Would you transcribe word for word every line from the one containing "looking at the photo above, point out the beige" to the end of the data, both ends included, and leave out the rest?

————————

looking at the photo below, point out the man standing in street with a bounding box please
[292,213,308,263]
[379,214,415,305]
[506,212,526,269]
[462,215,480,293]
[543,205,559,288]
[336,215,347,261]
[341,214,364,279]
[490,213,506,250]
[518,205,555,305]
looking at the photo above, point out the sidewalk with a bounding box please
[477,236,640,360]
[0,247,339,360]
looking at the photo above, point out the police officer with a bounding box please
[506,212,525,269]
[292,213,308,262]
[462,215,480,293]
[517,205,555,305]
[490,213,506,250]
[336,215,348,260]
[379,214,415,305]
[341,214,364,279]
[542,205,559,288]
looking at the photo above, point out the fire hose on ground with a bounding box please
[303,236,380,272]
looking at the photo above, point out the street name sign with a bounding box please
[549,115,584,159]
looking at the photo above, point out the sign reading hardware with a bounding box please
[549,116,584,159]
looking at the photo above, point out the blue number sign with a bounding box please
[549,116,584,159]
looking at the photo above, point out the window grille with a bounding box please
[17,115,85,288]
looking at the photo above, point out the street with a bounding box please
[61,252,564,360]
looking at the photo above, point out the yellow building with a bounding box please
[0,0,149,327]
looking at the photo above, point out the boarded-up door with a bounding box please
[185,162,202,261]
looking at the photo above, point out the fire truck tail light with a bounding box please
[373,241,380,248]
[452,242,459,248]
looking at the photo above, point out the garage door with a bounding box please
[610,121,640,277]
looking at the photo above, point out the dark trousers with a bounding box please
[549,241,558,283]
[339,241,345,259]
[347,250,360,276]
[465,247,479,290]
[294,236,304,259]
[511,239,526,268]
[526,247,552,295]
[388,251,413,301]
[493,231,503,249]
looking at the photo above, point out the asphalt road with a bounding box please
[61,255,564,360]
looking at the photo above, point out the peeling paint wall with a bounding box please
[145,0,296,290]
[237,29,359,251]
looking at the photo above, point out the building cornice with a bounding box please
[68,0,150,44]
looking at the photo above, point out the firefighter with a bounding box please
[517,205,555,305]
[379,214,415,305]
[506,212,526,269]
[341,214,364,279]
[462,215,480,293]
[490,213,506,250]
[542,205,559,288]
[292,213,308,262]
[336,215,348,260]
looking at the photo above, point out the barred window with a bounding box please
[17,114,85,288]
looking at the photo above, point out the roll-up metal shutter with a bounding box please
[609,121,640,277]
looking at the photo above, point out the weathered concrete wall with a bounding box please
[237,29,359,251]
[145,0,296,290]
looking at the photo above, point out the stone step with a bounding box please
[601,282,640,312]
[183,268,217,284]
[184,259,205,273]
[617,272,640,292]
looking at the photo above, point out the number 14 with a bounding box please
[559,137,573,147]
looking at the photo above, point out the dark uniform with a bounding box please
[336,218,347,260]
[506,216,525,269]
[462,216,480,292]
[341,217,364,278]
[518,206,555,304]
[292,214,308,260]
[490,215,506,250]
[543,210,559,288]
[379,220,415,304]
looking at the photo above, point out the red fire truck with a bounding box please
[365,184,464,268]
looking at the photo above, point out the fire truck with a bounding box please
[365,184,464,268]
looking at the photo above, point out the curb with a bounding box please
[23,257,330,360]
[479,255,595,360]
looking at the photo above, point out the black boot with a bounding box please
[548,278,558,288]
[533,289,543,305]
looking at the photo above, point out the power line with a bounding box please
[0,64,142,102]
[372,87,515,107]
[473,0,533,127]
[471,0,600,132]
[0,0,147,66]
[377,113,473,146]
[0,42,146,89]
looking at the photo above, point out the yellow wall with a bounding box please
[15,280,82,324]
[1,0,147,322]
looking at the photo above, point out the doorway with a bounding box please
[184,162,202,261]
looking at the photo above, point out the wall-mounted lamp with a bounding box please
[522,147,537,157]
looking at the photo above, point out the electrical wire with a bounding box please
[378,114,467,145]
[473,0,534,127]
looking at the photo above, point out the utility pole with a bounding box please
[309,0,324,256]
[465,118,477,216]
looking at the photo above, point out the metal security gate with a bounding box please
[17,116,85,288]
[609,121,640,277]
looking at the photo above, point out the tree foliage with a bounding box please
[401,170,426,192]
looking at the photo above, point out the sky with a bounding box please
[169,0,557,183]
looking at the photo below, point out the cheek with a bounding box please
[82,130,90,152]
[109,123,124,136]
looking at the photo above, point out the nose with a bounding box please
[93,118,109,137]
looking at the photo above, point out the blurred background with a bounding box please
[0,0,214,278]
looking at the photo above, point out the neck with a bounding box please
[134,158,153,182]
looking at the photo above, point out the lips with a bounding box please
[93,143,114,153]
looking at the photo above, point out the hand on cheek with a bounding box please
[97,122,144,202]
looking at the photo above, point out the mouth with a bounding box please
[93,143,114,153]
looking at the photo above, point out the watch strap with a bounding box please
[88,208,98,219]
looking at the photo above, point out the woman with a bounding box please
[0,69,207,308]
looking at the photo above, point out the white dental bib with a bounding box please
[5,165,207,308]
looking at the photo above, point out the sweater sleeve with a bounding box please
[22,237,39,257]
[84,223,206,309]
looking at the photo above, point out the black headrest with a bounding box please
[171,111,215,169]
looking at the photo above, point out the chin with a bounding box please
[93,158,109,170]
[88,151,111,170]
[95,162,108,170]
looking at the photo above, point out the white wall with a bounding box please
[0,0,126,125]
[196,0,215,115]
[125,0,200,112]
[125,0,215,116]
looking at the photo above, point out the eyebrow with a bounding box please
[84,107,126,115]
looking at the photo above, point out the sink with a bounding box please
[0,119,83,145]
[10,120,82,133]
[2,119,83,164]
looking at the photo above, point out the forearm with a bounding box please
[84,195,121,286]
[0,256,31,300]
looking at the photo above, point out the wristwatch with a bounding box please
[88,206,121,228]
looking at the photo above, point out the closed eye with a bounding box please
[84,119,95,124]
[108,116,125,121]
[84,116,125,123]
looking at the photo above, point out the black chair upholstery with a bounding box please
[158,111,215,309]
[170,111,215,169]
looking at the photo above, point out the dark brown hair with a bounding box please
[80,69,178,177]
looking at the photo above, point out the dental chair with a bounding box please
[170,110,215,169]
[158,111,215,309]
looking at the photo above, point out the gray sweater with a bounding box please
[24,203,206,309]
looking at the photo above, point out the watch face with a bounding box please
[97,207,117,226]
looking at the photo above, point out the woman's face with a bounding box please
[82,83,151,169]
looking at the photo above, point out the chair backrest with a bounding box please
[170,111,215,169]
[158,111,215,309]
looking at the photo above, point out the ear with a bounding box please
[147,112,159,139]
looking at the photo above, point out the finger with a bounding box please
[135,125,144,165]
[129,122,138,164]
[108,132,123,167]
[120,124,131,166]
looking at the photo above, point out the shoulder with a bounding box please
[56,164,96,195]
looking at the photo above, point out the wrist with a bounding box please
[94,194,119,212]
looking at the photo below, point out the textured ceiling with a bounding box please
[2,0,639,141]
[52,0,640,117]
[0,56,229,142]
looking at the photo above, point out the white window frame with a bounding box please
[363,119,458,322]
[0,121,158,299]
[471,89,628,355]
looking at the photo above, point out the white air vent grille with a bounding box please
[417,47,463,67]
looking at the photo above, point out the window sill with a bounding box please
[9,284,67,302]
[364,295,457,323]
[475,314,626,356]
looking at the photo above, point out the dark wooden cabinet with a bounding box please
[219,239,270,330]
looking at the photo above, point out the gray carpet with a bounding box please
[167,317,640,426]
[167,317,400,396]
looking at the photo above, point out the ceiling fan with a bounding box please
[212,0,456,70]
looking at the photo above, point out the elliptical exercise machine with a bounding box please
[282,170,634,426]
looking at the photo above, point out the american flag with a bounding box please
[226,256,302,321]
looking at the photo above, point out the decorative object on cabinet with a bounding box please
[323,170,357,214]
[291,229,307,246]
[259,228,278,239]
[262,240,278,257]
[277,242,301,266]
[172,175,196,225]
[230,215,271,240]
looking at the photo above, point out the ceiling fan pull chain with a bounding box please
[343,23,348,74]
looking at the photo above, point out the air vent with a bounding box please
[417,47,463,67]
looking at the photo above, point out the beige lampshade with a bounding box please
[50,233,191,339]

————————

**WRITTEN SOLUTION:**
looking at the photo above, point out the beige lampshade with a bounding box please
[50,233,191,339]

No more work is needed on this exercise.